*** Opening PROVIDED DATA ***
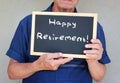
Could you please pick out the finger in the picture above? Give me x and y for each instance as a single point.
(91, 56)
(96, 41)
(63, 60)
(93, 52)
(54, 55)
(93, 46)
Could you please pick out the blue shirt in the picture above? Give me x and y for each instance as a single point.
(75, 71)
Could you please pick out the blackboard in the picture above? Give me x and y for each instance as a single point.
(62, 32)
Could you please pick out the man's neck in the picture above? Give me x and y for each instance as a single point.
(57, 9)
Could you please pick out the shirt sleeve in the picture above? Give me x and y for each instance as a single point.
(17, 48)
(100, 35)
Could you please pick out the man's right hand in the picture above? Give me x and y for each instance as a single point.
(50, 61)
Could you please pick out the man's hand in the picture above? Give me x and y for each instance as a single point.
(50, 61)
(97, 70)
(97, 49)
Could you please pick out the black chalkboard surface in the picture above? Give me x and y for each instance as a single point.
(62, 32)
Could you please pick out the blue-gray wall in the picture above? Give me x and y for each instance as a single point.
(12, 11)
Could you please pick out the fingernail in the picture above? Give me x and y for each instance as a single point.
(84, 51)
(60, 54)
(86, 45)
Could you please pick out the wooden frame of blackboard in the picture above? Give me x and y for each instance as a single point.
(94, 15)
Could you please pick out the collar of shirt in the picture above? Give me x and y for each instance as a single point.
(49, 9)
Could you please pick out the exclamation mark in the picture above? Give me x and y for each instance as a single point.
(87, 37)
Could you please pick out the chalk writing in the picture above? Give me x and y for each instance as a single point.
(62, 23)
(62, 37)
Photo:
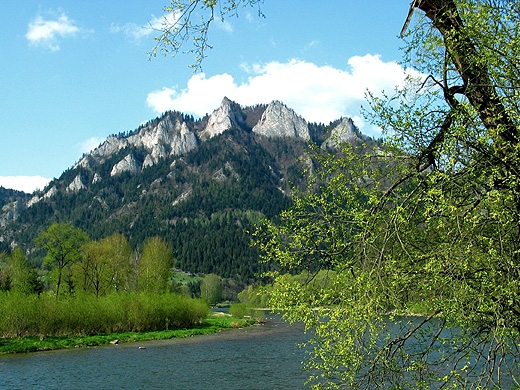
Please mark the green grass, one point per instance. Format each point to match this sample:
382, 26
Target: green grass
212, 324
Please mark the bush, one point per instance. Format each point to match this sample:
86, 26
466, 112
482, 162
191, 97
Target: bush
30, 315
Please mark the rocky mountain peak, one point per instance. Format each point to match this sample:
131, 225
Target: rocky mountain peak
345, 131
280, 121
227, 116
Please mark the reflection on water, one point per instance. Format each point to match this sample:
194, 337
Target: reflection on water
255, 358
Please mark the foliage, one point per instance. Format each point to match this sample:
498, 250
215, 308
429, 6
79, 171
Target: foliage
105, 266
211, 324
155, 266
63, 243
429, 224
201, 203
211, 289
178, 26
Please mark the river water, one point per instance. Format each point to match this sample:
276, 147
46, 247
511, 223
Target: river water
255, 358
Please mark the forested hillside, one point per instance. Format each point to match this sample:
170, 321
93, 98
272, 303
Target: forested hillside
201, 199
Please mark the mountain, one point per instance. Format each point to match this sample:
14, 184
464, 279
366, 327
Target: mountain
200, 184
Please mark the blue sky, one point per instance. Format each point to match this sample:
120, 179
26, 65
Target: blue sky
73, 72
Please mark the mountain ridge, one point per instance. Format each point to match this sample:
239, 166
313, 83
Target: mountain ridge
197, 183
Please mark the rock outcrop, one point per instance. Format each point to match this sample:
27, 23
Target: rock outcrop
280, 121
345, 131
227, 116
128, 164
76, 185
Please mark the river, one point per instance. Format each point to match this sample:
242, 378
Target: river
254, 358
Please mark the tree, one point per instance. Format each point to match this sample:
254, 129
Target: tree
155, 264
178, 26
63, 243
211, 289
105, 265
428, 224
23, 277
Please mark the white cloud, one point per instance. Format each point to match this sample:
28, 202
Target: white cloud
318, 93
43, 32
24, 183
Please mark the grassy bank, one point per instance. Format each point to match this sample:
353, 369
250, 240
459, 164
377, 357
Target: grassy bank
212, 324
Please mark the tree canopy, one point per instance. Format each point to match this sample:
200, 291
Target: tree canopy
429, 224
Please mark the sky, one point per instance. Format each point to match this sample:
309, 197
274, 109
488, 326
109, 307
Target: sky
73, 72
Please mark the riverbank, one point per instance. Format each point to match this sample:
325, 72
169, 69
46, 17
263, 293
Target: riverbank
212, 324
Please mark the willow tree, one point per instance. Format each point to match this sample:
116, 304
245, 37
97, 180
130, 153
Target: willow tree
428, 224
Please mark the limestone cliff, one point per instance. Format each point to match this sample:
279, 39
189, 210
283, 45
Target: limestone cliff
280, 121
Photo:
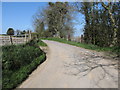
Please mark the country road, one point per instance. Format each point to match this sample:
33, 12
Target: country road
69, 66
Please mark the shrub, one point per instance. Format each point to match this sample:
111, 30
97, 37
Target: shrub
18, 61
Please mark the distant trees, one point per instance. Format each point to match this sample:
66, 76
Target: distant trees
54, 20
101, 22
10, 32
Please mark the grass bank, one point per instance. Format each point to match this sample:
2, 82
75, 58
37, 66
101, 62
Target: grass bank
18, 61
87, 46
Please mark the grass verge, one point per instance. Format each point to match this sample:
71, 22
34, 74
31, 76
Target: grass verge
87, 46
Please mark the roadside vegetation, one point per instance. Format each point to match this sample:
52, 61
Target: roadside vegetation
18, 61
115, 50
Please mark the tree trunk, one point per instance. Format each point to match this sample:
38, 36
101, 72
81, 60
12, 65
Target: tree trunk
113, 22
11, 40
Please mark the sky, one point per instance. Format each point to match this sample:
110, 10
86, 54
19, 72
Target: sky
19, 16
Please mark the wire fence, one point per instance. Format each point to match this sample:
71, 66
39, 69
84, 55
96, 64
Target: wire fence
5, 40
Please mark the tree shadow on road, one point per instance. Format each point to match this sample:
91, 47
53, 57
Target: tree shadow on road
99, 66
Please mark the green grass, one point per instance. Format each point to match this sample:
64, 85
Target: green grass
86, 46
41, 43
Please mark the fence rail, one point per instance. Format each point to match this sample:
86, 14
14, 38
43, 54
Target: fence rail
5, 40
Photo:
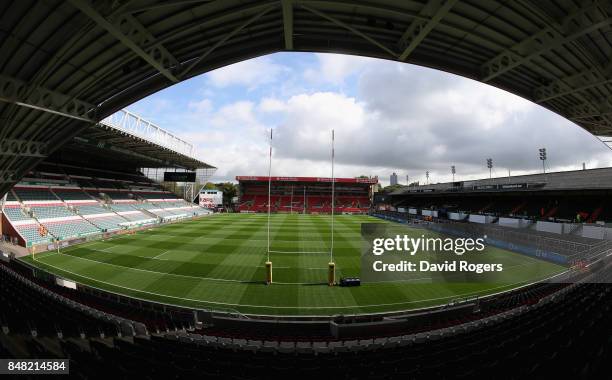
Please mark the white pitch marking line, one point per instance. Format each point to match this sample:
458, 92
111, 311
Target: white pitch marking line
161, 254
269, 306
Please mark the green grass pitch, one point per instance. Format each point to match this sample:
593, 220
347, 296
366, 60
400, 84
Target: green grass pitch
217, 262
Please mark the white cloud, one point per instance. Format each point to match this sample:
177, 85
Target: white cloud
250, 74
336, 68
271, 105
402, 118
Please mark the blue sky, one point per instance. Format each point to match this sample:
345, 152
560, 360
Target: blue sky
388, 117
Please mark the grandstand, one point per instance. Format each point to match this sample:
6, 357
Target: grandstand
64, 202
580, 196
312, 195
69, 66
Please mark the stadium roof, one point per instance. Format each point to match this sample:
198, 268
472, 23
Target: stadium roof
306, 179
66, 65
592, 179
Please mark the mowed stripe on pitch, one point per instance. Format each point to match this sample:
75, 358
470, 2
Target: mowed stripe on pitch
219, 260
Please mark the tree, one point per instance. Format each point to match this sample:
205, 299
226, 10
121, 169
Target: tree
229, 190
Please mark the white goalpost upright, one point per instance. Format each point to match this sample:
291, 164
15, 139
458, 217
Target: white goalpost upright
268, 262
331, 264
331, 272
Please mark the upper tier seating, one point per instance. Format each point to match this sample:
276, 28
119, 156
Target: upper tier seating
117, 195
72, 228
15, 213
31, 234
120, 207
48, 212
108, 223
26, 194
92, 209
71, 195
10, 197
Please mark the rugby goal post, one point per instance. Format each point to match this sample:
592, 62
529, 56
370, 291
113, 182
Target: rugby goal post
331, 274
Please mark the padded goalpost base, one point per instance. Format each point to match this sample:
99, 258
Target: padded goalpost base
268, 272
331, 274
*** Closing PROVIDED DATA ***
> **PROMPT**: The reply should hold every record, unchanged, and no pictures.

> **WRITTEN REPLY**:
Could you please pick out the finger in the picture above? Give me x and y for each instance as a single point.
(91, 56)
(96, 41)
(63, 60)
(93, 52)
(54, 55)
(93, 46)
Could you please pick out the blue shirt in the picture above? Give me x and y for each instance as a single point.
(75, 71)
Could you please pick out the blackboard in the picture above? Give me x and y for each instance as a single point.
(62, 32)
Could you please pick out the man's neck in the picture above? Give me x and y for each instance as a single point.
(57, 9)
Could you please pick out the shirt sleeve in the picture above? Give me x and y for each instance as a single point.
(17, 48)
(100, 35)
Could you please pick out the man's right hand in the picture above? Give me x and y for each instance as a single point.
(50, 61)
Could you please pick out the man's hand in the picture above? Give me x and y for each instance as a single point.
(50, 61)
(97, 70)
(97, 49)
Could you please pick out the black chalkboard surface in the picture above? Give me x and y for each instance as a single point.
(62, 32)
Could you please pick out the blue-gray wall in the picture above? Give me x and y for each instance as a single point.
(12, 11)
Could you please pick out the fingernail in the picture above? Give me x and y for each instance as a single point.
(84, 51)
(60, 54)
(86, 45)
Could you please pick out the wooden frame of blackboard in the picture above? Give me x and y for each instance as a single point.
(94, 15)
Could you please pick out the collar of shirt in the picture above? Give me x and y for each instance as a single point.
(49, 9)
Could you please pick out the exclamation mark in the picture above? Give me x and y for each instance as a single point.
(87, 37)
Could you please pick out the chalk writing in the picture above? Give me x and y for each instance as a single point.
(62, 23)
(62, 37)
Photo:
Please mark the green grass, one point per instance. Format each point to match this sample:
382, 26
Target: green grass
212, 324
Please mark the bush, one point per instance. Format each point to match this sample:
86, 26
466, 112
482, 162
191, 97
Target: bush
30, 315
Please mark the rocky mountain peak, one point per instance. Format each point to match this sample:
131, 225
Target: rocky mountain peak
345, 131
280, 121
227, 116
Please mark the reflection on water, one point per instance. Format each point to match this sample:
194, 337
Target: reflection on water
255, 358
Please mark the foliage, one point per instance. Format each point to match this sample:
498, 250
215, 308
429, 6
79, 171
Target: foliage
105, 266
211, 324
155, 266
63, 243
429, 224
201, 203
211, 289
178, 26
Please mark the river water, one point per instance. Format each point to match this sample:
276, 147
46, 247
511, 223
Target: river water
255, 358
Please mark the forested hillside, one point per instance. Format each point to match this sample:
170, 321
93, 98
272, 303
Target: forested hillside
201, 199
Please mark the mountain, one point per instance. Format each point to match this sample:
14, 184
464, 279
366, 327
Target: mountain
200, 184
Please mark the blue sky, one point per instance. Format each point to match this sample:
120, 179
26, 65
Target: blue sky
73, 72
Please mark the mountain ridge, one point per instance. Format each point to match this sample:
239, 166
313, 83
Target: mountain ridge
197, 183
Please mark the rock outcrop, one point per instance. Format each point to match this sample:
27, 23
Target: rock outcrop
280, 121
345, 131
227, 116
128, 164
76, 185
Please mark the river, one point per instance. Format each point to match this sample:
242, 378
Target: river
254, 358
Please mark the tree, one point per instance. Format each point to match this sample:
254, 129
Target: tree
155, 264
178, 26
63, 243
211, 289
105, 265
428, 224
23, 277
Please mark the white cloud, one point per instance. Format each point to match this sample:
28, 202
Target: white cloud
318, 93
43, 32
24, 183
Please mark the grassy bank, one point per instance. Format each point to match this sample:
353, 369
250, 240
459, 164
377, 357
Target: grassy bank
212, 324
Please mark the tree canopy, one point per instance. Format each point to match this sample:
200, 291
Target: tree canopy
429, 224
Please mark the sky, one point per instance. Format each point to match this sample:
309, 197
274, 109
488, 326
109, 307
Target: sky
73, 72
Please mark the riverbank, one point per instance. Format each point to match this sample:
325, 72
169, 69
46, 17
263, 293
Target: riverbank
212, 324
Please mark the willow tree, one point per instance. Format each point to match this sample:
116, 304
245, 37
97, 180
130, 153
Target: willow tree
428, 224
Please mark the limestone cliff, one point per instance. Format each point to match this sample:
279, 39
189, 210
283, 45
Target: limestone cliff
280, 121
Photo:
Please mark the country road, one point per instance. Format each point to match this sample:
33, 12
Target: country road
69, 66
Please mark the shrub, one point per instance. Format each point to match this sample:
111, 30
97, 37
Target: shrub
18, 61
Please mark the distant trees, one point per instance. Format each point to match this sample:
66, 76
Target: distant trees
54, 20
101, 22
10, 32
Please mark the grass bank, one point per instance. Format each point to match this sample:
2, 82
75, 58
37, 66
101, 62
Target: grass bank
18, 61
87, 46
Please mark the grass verge, one point per instance. Format each point to match this sample:
71, 22
34, 74
31, 76
Target: grass verge
87, 46
Please mark the roadside vegetation, one point per instance. Format each point to match this sample:
52, 61
Target: roadside vegetation
18, 61
115, 50
Please mark the tree trunk, one point per instance. Format each point to match this sample:
38, 36
101, 72
81, 60
12, 65
Target: tree trunk
113, 22
11, 40
Please mark the sky, one point per instance. Format each point to match this sample:
110, 10
86, 54
19, 72
Target: sky
19, 16
Please mark the wire fence, one point per instance. Format each point to match this sample:
71, 66
39, 69
84, 55
96, 64
Target: wire fence
5, 40
Please mark the tree shadow on road, one point per instance. Format each point to match this sample:
91, 47
53, 57
Target: tree shadow on road
99, 66
Please mark the green grass, one point per instance. Format each point to match this sample:
64, 85
Target: green grass
86, 46
41, 43
Please mark the fence rail, one point per instance. Format each point to match this sample:
86, 14
14, 38
43, 54
Target: fence rail
5, 40
Photo:
Please mark the white pitch marking line, one point per instance. Format each point to match this sample:
458, 92
111, 311
Target: white pitch marking line
161, 254
269, 306
Please mark the green grass pitch, one point per instance. Format each point to match this sample:
593, 220
347, 296
366, 60
400, 84
Target: green grass pitch
217, 262
Please mark the white cloud, one point per instance. Format each point to match this sample:
177, 85
Target: white cloud
250, 74
336, 68
271, 105
402, 118
Please mark the blue sky, one point per instance. Format each point to match this sample:
345, 152
560, 360
Target: blue sky
388, 117
Please mark the grandstand, one point per instance. Format each point to match this sample:
6, 357
Target: grandstand
64, 202
580, 196
312, 195
69, 66
Please mark the stadium roof, one point per instance. Format each point to match this sample:
198, 268
472, 23
Target: stadium roof
306, 179
66, 65
592, 179
Please mark the mowed stripe on pitch, one point per instance. Format each point to match this sample:
75, 358
470, 2
Target: mowed stripe on pitch
219, 260
Please mark the tree, one point per instance. Format each point to match this sample:
205, 299
226, 10
121, 169
Target: tree
229, 190
Please mark the white goalpost upright, one point per instance. Format each point to match this sample:
291, 164
15, 139
458, 217
Target: white goalpost upright
268, 262
331, 264
331, 272
Please mark the upper tier seating, one point per instance. Format each point to match this sample:
276, 28
119, 156
Target: upper tier seating
117, 195
72, 228
15, 213
31, 234
120, 207
48, 212
108, 223
26, 194
92, 209
71, 195
10, 197
Please mark the rugby goal post, one point per instance. Format each point to match this sample:
592, 62
529, 56
370, 291
113, 182
Target: rugby goal post
331, 274
Please mark the padded goalpost base, one point per instance. Format each point to match this sample:
99, 258
Target: padded goalpost base
268, 272
331, 274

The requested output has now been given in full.